Aim of the exercise
Could you find every line in the records below that contains the word "passenger" and copy it?

[Region pointing data]
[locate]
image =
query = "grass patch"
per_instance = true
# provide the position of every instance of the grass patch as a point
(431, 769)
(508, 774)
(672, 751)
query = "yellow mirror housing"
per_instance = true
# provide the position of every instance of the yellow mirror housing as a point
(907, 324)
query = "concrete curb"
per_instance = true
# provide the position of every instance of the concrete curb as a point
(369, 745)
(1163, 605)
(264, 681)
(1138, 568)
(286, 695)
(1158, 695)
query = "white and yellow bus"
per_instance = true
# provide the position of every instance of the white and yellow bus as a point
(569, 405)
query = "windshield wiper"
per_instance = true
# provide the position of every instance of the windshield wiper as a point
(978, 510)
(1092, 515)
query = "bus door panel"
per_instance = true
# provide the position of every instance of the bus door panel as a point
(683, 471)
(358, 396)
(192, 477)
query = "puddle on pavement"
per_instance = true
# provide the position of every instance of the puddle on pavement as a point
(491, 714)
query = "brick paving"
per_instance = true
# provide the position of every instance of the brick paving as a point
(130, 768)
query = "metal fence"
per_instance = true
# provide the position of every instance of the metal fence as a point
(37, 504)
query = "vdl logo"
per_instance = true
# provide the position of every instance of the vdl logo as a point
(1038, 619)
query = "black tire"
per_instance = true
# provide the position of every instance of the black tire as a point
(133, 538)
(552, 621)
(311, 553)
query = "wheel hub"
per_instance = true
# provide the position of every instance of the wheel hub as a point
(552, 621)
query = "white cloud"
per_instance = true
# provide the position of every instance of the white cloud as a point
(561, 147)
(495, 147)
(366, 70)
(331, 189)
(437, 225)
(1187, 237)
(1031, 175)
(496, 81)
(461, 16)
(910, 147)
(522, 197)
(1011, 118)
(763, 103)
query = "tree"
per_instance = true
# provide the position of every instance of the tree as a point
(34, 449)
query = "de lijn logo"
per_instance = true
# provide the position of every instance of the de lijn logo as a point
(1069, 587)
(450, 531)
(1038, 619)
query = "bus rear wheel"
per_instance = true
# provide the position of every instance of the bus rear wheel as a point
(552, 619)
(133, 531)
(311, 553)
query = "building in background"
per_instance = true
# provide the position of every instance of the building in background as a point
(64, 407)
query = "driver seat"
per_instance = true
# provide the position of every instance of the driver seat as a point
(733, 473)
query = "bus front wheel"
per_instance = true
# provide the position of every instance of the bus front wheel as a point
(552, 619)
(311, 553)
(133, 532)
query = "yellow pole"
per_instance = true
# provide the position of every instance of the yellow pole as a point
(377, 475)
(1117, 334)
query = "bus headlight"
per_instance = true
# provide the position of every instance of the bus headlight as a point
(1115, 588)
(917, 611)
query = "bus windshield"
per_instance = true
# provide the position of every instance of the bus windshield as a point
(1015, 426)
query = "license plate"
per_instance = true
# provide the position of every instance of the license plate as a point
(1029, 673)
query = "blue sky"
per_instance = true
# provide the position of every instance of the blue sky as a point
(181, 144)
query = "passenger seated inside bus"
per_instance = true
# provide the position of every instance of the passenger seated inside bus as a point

Task response
query = "passenger seated inside bus"
# provide the position of every instance of the passenger seated inside bus as a point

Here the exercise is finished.